**Directions**
Below are some lines of data. Return all of them as they are.

Referring expression data
· · · ·

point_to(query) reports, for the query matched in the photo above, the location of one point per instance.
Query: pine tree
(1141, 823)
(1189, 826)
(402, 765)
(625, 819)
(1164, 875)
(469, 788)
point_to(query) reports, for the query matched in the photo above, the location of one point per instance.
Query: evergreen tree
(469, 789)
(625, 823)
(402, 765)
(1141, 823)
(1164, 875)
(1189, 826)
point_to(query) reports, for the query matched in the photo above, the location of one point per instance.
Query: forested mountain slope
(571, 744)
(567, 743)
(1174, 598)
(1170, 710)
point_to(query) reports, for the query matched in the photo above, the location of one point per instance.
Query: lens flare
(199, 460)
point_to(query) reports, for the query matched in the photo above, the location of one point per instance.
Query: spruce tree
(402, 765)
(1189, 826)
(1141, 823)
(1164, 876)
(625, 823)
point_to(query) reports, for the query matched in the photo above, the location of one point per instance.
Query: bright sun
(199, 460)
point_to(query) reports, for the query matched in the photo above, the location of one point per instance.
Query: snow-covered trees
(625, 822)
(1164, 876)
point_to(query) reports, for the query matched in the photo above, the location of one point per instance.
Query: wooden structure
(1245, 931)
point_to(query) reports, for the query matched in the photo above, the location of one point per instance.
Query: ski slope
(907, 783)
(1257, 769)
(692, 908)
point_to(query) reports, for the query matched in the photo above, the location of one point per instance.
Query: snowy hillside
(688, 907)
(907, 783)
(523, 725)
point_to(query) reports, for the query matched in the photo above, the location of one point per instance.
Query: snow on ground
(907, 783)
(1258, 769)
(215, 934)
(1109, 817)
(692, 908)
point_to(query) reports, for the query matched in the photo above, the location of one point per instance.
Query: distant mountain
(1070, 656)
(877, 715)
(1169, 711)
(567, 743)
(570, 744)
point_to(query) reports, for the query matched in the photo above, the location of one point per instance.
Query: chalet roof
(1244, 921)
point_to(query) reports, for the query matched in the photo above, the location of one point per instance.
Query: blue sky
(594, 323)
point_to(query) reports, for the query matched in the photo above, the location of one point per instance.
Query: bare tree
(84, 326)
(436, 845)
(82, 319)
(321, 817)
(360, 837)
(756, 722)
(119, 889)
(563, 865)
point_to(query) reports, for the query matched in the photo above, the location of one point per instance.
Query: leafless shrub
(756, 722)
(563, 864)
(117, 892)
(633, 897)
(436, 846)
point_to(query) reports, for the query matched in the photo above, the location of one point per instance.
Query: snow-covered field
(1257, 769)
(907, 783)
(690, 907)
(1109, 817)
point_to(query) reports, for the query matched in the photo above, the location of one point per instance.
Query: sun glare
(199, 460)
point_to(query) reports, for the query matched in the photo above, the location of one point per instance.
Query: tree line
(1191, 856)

· · · ·

**Solution for this exercise**
point_to(query) reports, for the query matched in the photo above, the location of one point per instance.
Query: pine tree
(1141, 823)
(1189, 826)
(402, 765)
(625, 819)
(1164, 875)
(469, 788)
point_to(query) reports, for the query matched in the photo above, the location of one point per instance.
Query: evergreen tree
(469, 789)
(625, 823)
(402, 765)
(1141, 823)
(1164, 875)
(1189, 826)
point_to(query) reports, for the query matched in the photo above, the location of one point per instance.
Query: forested mountain slope
(571, 744)
(567, 743)
(1174, 598)
(1170, 710)
point_to(query) reports, for the query matched in the photo above, the location of one point per instance.
Query: lens flare
(199, 460)
point_to(query) reports, for the query matched in the photo above, the location of one point per instance.
Query: spruce tree
(402, 765)
(1189, 826)
(1141, 823)
(1164, 876)
(625, 823)
point_to(query) reports, for the query matched in the photo above, the location of one point per instance.
Query: bright sun
(199, 460)
point_to(query) reports, for the query matched in the photo above, the location of one point per instance.
Query: snow-covered trees
(625, 822)
(1164, 876)
point_to(query) reports, for the query matched in the photo above, the location of one point per instance.
Query: wooden structure
(1245, 931)
point_to(query) reports, for the query matched in the photo above, the location of one point per instance.
Query: ski slope
(907, 783)
(1257, 769)
(692, 908)
point_to(query) reports, for the query matched in the photo above, the location of one point per instance.
Query: snowy hillside
(688, 907)
(907, 783)
(523, 725)
point_to(query) reports, for the query matched in the photo above, the location of one point per instance.
Query: snow on ground
(907, 783)
(1258, 769)
(215, 934)
(1109, 817)
(692, 908)
point_to(query) reports, for the query matched in the photo above, the location of one point per instance.
Query: distant mountain
(1070, 656)
(877, 715)
(1169, 711)
(567, 743)
(570, 744)
point_to(query) reports, for the query matched in the photo above, the location of one point per instance.
Query: chalet roof
(1244, 921)
point_to(query) reports, for the query matched in the photo above, the location of one point per instance.
Query: blue sky
(594, 323)
point_to(query) reports, for the query matched in the photo above, the location of one point per instance.
Query: bare tree
(84, 326)
(436, 845)
(82, 319)
(321, 817)
(360, 837)
(756, 722)
(119, 889)
(563, 865)
point_to(query) reports, for the query matched in the photo above, the location of one point per instance.
Query: leafless shrub
(756, 722)
(563, 864)
(117, 892)
(633, 897)
(436, 846)
point_to(query) reports, for the query matched in the photo above, the location of one point per instance.
Query: snow-covered field
(1257, 769)
(907, 783)
(690, 907)
(1109, 817)
point_to(query) reports, for the query matched in the photo above, the location of one point per instance.
Query: sun glare
(199, 460)
point_to(query) reports, for the query matched in the photo above, the location of one point per instance.
Query: tree line
(1191, 856)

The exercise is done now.